» **Your objective**
Could you format the lines starting at the one containing "In this screenshot, identify the large" and ending at the one containing "[122, 143, 143, 153]", both included, as a JSON list of strings with one string per line and blank lines left out?

» **Provided records**
**********
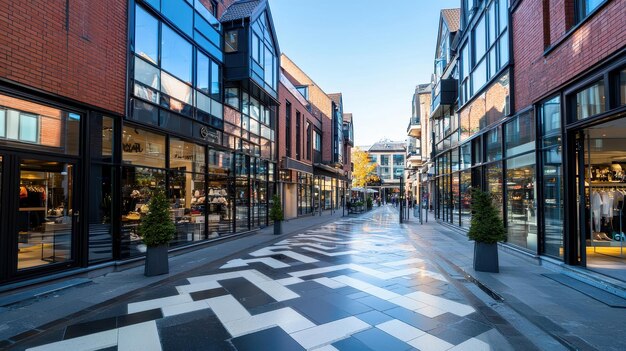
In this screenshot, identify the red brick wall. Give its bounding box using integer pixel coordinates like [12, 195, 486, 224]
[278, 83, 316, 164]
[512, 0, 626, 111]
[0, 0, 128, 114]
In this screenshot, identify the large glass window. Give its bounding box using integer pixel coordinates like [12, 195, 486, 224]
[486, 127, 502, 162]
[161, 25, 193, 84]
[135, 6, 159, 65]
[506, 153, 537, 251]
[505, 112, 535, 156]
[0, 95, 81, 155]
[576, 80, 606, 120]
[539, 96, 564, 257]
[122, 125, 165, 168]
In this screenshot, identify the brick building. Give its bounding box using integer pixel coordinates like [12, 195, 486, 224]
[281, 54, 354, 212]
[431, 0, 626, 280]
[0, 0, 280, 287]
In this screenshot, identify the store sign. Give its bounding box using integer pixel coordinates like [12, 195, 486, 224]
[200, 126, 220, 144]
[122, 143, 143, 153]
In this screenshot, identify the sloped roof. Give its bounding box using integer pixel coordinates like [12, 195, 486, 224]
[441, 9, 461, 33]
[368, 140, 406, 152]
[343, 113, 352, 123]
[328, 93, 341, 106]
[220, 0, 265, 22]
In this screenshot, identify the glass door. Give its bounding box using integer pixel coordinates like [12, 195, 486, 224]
**********
» **Solution for this task**
[
  "In this screenshot, identify the large glass window. Give its bounding box using integer pixel coordinates like [12, 195, 486, 224]",
  "[486, 127, 502, 162]",
  "[161, 25, 193, 84]",
  "[135, 6, 159, 65]",
  "[506, 153, 537, 251]",
  "[505, 112, 535, 156]",
  "[0, 95, 81, 155]",
  "[576, 80, 606, 120]",
  "[539, 96, 564, 257]",
  "[122, 125, 165, 168]",
  "In this screenshot, identify the brick building. Give its bounding box using integer pixel coordinates like [12, 195, 486, 224]",
  "[281, 54, 354, 212]",
  "[431, 0, 626, 280]",
  "[0, 0, 280, 287]",
  "In this screenshot, identify the store sign. Give its bounding box using integer pixel coordinates like [12, 195, 486, 224]",
  "[200, 126, 220, 144]",
  "[122, 143, 143, 153]"
]